__Given passage__.
_____

The earliest version of GDAL.close was:
GDAL.close <- function(dataset) {
.setCollectorFun(slot(dataset, 'handle'), NULL)
.Call('RGDAL_CloseDataset', dataset, PACKAGE="rgdal")
invisible()
}
with a version in 2007 in the THK branch calling a closeDataset
method,
containing:
handle <- slot(dataset, "handle")
unreg.finalizer(handle)
.Call("RGDAL_DeleteHandle", handle, PACKAGE="rgdal")
with:
unreg.finalizer <- function(obj) reg.finalizer(obj, function(x) x)
and by 2010 was:
GDAL.close <- function(dataset) {
.setCollectorFun(slot(dataset, 'handle'), NULL)
.Call('RGDAL_CloseDataset', dataset, PACKAGE="rgdal")
invisible(gc())
}
Special handling of GDALTransientDataset was added in revision 433 in
Janual 2013, and modified in revision 462 in April 2013.
It has seemed IIRC that Windows can treat arbitrary files as open. It
is
also possible that there is an interaction between Windows and
rgdal:::.setCollectorFun(), which does what it should, when given the
NULL
argument, setting:
.setCollectorFun <- function(object, fun) {
if (is.null(fun)) fun <- function(obj) obj
reg.finalizer(object, fun, onexit=TRUE)
}
so incorporating the THK branch logic. It could possibly also vary
across drivers, so finding a robust fix means setting up a test rig
with
multiple Windows machines and testing for multiple drivers to see why
some
temprary files are being treated as open when other operating systems
don't
have problems in their removal. Windows users with too small
temporary
directories. I welcome contributions from people who understand
Windows and
can actually explain why we see the consequences we see.
One candidate may be to branch to .Call("RGDAL_DeleteHandle", handle,
PACKAGE="rgdal") for the GDALTransientDataset case; I'll report back
once
the package has gone through win-builder.
Hope this doesn't muddle too much, clarification doesn't seem like
the
right expression.
Roger
On Sun, 3 Nov 2013, Oliver Soong wrote:
I've been using the CRAN rgdal and raster. I apologize in advance
for
all
the linebreaks that will be broken. This code should highlight the
problem
and the fix:
require(rgdal)
require(raster)
r1 <- raster(system.file("external/test.grd", package="raster"))
r2 <- as(r1, "SpatialGridDataFrame")
r2.dims <- gridparameters(r2)$cells.dim
r3 <- new("GDALTransientDataset", driver = new("GDALDriver",
"GTiff"),
rows
= r2.dims[2], cols = r2.dims[1], bands = 1, type = "Float32",
options
=
NULL, fname = file.path(tempdir(), "r3.tif"), handle = NULL)
print(dir(tempdir()))
writeRaster(r1, file.path(tempdir(), "r1.tif"))
writeGDAL(r2, file.path(tempdir(), "r2.tif"))
print(dir(tempdir()))
unlink(dir(tempdir(), full.names = TRUE))
print(dir(tempdir()))
leftover <- gsub("/", "\\\\", dir(tempdir(), full.names = TRUE))
invisible(lapply(paste("cmd /c del", leftover), system))
rm(r1, r2, r3)
gc()
unlink(dir(tempdir(), full.names = TRUE))
print(dir(tempdir()))
invisible(lapply(paste("cmd /c del", leftover), system))

_____

__Objectives__.
(A) Print everything in the rgdal thread from "invisible()" down to "reg.finalizer(obj, function(x) x)".
(B) According to the rgdal thread, which revision modified the special handling of GDALTransientDataset, and in what month and year?
(C) List every .tif file name that the test code in the rgdal thread places in the temporary directory.

[Named-object pointing records]

_____

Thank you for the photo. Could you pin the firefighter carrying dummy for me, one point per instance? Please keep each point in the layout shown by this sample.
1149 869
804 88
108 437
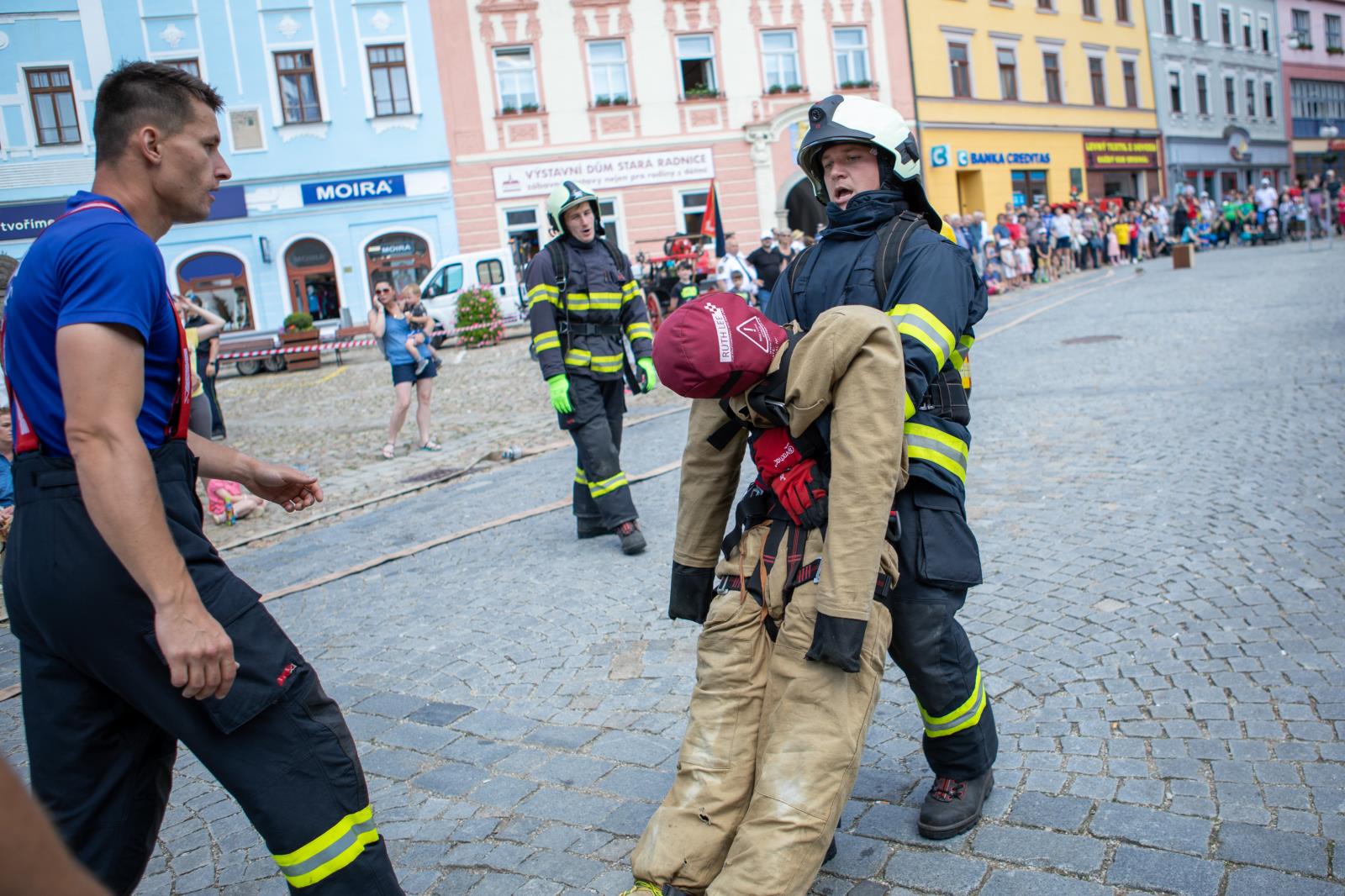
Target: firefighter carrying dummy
780 708
583 304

_____

__Response list__.
(A)
invisible()
}
with a version in 2007 in the THK branch calling a closeDataset
method,
containing:
handle <- slot(dataset, "handle")
unreg.finalizer(handle)
.Call("RGDAL_DeleteHandle", handle, PACKAGE="rgdal")
with:
unreg.finalizer <- function(obj) reg.finalizer(obj, function(x) x)

(B) Revision 462, in April 2013.

(C) r3.tif, r1.tif, r2.tif